---------- Data for the task
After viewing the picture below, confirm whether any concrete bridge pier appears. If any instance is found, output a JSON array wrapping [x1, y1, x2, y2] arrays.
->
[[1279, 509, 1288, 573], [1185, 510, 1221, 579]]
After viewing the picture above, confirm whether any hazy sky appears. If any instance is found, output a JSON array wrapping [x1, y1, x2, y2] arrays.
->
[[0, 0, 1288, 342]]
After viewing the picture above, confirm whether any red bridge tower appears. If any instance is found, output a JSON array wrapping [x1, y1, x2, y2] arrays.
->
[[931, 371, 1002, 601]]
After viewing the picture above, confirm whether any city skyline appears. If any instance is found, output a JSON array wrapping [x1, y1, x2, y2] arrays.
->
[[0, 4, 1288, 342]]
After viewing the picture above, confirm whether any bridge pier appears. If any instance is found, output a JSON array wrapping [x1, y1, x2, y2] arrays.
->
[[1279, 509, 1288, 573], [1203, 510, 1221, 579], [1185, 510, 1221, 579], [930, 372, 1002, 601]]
--------------------
### Problem details
Can you give the rows from their start through the line that contains "[[1279, 509, 1288, 573], [1185, 510, 1221, 579]]" again, changing "concrete" to "steel" and leaving everything else as it is?

### Task output
After viewing the picture below, confirm whether any steel bridge pier appears. If any instance is found, output a JSON array wrapping [x1, y1, x2, y2] arrays.
->
[[1279, 509, 1288, 573], [1185, 510, 1221, 579]]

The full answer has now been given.